→ **Exercise requirements**: In the listing below, the answer starts at the line that has "Put one marker on each instance of the mountain in" and stops after the line that has "Put one marker on each instance of the canal"; please repeat that part exactly and nothing more.

→ **Records for the task**:

'''

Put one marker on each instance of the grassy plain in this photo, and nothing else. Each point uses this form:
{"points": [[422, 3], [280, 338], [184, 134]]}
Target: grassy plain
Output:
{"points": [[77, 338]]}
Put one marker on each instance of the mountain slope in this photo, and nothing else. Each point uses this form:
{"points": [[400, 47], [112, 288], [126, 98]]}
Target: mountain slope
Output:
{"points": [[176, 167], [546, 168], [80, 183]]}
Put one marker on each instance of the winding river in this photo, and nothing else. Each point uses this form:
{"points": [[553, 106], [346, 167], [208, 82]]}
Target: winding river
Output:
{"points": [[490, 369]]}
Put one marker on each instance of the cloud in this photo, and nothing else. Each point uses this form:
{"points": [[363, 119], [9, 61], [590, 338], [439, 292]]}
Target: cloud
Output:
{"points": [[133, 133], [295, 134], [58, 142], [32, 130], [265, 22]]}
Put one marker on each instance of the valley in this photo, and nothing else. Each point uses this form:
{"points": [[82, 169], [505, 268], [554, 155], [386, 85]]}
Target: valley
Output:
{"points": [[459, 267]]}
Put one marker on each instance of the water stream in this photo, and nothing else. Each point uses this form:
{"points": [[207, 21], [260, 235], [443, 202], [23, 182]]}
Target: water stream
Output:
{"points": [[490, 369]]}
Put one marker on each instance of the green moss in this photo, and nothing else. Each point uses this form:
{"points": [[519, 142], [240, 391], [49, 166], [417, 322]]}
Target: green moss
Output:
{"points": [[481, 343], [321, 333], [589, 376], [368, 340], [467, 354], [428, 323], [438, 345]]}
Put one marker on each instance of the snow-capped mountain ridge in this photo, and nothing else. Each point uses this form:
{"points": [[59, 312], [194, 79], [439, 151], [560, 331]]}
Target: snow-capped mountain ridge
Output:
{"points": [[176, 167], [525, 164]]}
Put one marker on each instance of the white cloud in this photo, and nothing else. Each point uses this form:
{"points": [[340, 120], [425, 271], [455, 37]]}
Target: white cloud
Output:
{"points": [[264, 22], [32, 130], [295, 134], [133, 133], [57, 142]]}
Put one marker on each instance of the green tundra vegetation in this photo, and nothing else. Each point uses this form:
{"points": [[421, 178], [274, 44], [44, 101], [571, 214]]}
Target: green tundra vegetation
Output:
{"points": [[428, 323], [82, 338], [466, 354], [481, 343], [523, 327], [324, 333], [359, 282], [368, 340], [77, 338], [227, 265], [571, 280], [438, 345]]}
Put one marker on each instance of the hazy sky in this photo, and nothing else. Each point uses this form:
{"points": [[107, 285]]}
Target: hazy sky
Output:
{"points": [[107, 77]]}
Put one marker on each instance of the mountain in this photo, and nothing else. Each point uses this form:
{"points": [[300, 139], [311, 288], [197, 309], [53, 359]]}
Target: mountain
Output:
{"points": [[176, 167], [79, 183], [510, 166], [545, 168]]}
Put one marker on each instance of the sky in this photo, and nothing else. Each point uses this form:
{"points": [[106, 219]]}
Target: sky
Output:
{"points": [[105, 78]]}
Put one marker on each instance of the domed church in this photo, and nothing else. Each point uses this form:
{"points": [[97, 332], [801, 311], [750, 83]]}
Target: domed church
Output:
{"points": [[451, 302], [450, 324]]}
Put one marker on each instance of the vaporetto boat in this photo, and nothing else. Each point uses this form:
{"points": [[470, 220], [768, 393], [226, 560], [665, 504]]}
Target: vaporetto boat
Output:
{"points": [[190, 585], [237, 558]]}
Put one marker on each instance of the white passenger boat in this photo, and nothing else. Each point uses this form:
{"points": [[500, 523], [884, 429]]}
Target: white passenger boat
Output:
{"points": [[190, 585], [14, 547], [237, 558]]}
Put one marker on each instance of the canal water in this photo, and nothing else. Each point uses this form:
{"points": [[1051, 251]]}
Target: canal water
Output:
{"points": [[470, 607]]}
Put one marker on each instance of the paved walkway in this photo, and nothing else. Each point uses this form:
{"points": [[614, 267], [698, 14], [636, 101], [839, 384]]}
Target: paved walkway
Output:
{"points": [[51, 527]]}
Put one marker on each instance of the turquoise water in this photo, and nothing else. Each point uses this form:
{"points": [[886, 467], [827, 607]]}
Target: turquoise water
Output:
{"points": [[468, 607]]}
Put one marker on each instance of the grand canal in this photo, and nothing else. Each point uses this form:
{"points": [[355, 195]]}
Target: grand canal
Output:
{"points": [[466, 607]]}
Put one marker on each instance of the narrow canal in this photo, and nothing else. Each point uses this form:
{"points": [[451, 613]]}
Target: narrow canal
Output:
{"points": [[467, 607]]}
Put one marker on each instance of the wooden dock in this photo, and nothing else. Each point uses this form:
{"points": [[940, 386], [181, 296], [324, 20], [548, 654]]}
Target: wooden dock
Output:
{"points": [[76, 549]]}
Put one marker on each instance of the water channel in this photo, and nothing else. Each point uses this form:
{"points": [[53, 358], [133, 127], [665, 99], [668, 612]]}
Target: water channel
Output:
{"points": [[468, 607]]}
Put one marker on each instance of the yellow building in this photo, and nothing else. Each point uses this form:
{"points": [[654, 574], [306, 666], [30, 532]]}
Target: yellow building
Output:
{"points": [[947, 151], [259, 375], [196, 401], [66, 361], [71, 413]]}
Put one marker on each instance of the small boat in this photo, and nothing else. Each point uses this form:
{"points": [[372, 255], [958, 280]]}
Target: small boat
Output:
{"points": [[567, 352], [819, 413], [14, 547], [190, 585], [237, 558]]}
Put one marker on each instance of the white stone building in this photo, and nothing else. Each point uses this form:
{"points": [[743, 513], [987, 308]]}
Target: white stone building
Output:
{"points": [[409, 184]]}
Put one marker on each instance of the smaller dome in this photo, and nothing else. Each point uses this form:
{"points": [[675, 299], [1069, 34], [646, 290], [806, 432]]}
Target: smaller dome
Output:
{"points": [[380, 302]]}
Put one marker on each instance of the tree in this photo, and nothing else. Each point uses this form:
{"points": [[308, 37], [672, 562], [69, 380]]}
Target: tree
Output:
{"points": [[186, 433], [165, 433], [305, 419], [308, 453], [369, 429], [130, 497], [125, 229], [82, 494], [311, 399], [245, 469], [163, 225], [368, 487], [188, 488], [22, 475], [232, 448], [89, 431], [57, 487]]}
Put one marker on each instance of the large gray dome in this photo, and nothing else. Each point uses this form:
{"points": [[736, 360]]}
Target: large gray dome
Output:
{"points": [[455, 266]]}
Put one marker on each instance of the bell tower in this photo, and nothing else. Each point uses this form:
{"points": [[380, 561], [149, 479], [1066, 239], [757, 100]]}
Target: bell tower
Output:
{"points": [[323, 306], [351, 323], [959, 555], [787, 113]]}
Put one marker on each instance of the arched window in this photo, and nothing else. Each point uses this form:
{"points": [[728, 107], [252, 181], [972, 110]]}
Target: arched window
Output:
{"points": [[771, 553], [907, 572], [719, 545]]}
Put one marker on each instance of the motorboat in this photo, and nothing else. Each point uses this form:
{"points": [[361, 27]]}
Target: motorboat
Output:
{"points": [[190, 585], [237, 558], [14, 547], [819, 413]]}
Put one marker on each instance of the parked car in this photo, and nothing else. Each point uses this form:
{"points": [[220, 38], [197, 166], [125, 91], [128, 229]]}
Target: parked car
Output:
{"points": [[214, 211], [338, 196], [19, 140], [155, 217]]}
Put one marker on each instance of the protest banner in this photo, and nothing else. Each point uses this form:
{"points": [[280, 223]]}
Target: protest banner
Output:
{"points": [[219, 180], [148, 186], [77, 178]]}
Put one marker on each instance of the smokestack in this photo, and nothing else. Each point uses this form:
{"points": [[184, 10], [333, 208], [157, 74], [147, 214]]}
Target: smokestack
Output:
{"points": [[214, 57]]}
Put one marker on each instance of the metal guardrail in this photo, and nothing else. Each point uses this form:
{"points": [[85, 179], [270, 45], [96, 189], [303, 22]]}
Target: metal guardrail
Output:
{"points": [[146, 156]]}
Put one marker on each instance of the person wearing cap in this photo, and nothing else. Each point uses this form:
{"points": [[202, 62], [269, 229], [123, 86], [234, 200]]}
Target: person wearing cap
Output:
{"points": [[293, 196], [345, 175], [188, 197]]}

'''

→ **Response area**:
Put one marker on each instance of the mountain in this photo, and nothing else. Each point uses this form:
{"points": [[300, 139], [311, 288], [197, 309], [53, 359]]}
Target: mountain
Output:
{"points": [[176, 167], [79, 183], [510, 166], [545, 168]]}
Put one marker on each instance of the sky in this photo, and nothing else. Each point uses this form:
{"points": [[106, 219]]}
Target: sky
Output:
{"points": [[105, 78]]}
Put one marker on each instance of the domed church in this photo, and nothing else. Each point uses this form:
{"points": [[97, 332], [801, 311], [750, 83]]}
Target: domed church
Output:
{"points": [[451, 302], [450, 324]]}
Put one marker on each instance of the vaporetto boat in this photo, and nothing else. Each point uses this form:
{"points": [[470, 220], [768, 393], [226, 560], [665, 504]]}
Target: vaporetto boat
Output:
{"points": [[190, 585], [237, 558]]}
Put one marker on each instance of the white passenger boat in this photo, and nothing else. Each point uses this form:
{"points": [[500, 523], [884, 429]]}
Target: white passenger boat
Output:
{"points": [[190, 585], [14, 547], [237, 558]]}
Put one marker on each instance of the canal water in this photo, and nothing else. Each point uses this form:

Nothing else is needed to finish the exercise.